● TASK TO COMPLETE
Rewrite the items from the line that contains "the white sushi" through the line that contains "[[125, 197], [98, 222], [114, 258], [160, 229]]", replacing "white sushi rice" with "white rice" and changing nothing else. Give back only those lines.

● DATA SHOWN

————————

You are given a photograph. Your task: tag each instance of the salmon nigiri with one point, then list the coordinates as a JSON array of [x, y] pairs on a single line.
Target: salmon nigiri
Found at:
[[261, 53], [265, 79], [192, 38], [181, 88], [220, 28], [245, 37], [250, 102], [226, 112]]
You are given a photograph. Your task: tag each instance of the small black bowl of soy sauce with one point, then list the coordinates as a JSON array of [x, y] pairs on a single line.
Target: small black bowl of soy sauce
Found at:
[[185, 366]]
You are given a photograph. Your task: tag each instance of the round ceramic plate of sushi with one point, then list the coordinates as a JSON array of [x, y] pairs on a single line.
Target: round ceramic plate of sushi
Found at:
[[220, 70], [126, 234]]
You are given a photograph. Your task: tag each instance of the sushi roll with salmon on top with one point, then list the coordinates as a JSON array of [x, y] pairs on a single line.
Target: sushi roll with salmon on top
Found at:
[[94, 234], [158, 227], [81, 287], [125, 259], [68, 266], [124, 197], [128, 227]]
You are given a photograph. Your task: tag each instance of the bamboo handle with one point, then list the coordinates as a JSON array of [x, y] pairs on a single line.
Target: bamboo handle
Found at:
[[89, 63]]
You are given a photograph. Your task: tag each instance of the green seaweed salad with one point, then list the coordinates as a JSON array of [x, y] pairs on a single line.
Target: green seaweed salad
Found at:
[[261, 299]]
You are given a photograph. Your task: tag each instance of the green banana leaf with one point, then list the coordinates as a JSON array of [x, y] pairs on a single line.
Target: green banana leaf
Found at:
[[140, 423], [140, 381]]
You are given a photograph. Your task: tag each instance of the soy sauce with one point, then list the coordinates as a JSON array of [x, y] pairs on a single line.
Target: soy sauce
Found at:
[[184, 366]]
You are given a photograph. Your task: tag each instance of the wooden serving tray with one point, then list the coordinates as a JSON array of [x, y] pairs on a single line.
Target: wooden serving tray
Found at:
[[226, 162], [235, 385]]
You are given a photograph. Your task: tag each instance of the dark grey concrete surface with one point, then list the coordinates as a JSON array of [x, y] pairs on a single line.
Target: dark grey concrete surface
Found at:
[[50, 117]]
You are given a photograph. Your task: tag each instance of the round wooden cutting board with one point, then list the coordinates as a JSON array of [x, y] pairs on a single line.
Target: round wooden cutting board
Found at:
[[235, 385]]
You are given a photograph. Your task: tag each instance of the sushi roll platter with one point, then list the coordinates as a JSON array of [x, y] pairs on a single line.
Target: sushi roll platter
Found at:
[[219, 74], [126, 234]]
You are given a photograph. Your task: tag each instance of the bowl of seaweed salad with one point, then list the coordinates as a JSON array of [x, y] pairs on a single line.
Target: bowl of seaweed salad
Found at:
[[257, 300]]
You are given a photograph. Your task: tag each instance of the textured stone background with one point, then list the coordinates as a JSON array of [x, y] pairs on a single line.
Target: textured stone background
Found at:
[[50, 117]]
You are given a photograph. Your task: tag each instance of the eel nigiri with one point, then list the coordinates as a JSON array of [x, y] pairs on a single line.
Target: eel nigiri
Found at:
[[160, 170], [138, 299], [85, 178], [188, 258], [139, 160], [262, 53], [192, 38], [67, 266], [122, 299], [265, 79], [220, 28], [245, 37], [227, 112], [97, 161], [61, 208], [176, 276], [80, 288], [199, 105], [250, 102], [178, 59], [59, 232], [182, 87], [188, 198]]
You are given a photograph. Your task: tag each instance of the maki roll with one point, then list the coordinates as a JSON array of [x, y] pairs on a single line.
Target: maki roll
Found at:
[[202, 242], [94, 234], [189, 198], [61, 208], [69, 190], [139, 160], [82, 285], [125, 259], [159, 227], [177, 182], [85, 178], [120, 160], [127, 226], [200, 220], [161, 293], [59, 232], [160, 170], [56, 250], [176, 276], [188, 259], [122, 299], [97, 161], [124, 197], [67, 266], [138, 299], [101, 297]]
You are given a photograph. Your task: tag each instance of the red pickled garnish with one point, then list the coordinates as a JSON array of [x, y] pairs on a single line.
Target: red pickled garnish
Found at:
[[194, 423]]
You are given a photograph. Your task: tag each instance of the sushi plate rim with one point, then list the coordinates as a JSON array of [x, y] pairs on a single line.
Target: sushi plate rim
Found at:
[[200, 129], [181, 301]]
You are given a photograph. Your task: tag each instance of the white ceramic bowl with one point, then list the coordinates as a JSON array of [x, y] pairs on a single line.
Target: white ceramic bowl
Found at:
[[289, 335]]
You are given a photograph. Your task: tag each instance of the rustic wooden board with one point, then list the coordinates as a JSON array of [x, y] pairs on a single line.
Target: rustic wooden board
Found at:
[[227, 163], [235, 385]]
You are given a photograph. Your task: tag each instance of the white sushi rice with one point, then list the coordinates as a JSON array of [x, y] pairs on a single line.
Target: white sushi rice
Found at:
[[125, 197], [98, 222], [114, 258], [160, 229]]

————————

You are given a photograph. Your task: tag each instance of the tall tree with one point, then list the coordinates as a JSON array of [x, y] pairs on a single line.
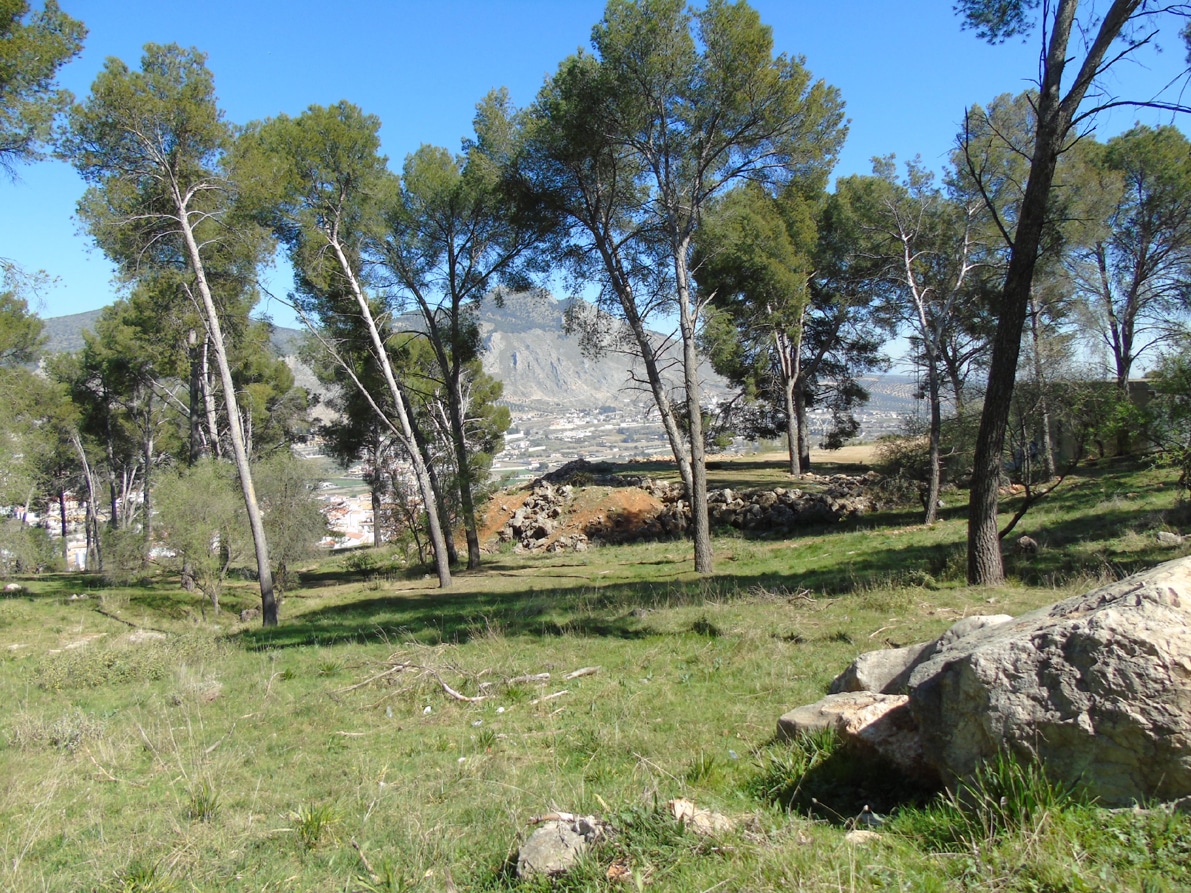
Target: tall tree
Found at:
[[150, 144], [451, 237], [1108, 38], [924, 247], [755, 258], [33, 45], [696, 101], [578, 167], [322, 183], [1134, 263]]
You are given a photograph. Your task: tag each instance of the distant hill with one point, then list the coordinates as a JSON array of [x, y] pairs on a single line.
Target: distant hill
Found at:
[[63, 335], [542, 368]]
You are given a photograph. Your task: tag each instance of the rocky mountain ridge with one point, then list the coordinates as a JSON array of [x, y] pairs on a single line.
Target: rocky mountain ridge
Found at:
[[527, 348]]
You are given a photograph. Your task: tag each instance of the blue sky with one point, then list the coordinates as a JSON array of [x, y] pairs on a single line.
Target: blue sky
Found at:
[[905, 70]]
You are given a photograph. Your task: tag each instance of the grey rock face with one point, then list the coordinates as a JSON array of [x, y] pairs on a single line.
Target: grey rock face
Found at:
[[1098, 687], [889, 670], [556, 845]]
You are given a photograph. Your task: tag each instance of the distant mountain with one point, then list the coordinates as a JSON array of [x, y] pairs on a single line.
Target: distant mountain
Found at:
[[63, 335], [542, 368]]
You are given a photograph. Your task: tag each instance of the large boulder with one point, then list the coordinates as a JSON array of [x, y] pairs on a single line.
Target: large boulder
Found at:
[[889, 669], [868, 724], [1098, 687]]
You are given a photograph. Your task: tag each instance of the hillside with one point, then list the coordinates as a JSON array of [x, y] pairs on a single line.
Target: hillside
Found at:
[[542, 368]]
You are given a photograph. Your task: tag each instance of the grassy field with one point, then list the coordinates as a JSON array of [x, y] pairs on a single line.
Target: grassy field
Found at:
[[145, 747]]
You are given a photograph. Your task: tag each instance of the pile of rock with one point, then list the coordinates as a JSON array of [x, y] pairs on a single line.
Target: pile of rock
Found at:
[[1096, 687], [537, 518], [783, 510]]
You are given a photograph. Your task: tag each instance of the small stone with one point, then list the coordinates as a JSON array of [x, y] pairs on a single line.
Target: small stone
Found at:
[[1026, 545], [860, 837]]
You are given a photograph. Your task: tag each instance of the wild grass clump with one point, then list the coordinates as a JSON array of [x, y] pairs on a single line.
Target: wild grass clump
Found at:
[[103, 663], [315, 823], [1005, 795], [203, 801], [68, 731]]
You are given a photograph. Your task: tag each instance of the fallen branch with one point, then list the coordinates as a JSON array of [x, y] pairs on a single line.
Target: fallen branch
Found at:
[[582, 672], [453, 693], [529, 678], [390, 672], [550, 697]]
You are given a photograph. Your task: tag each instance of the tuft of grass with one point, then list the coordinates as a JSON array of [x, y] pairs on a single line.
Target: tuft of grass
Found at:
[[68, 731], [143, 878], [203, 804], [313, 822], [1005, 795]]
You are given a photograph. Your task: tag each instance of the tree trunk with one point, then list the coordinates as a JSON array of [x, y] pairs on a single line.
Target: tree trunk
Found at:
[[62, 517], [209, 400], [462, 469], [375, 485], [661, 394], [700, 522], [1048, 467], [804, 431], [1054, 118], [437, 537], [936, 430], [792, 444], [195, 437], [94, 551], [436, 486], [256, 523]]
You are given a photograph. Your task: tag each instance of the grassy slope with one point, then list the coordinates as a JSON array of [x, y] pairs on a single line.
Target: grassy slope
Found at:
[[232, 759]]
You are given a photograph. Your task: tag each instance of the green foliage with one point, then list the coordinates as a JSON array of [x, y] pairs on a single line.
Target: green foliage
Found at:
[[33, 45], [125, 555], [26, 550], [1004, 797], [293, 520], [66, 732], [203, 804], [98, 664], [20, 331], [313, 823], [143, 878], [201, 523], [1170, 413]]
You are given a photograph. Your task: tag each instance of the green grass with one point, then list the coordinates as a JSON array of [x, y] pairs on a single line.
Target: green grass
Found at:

————————

● CORRECT RESPONSE
You are given a photograph. Your task: tag each instance of the white rice with one point, then list the coordinates as a JSON array of [x, y] pairs on a single line.
Target: white rice
Found at:
[[125, 197], [98, 222], [114, 258], [160, 229]]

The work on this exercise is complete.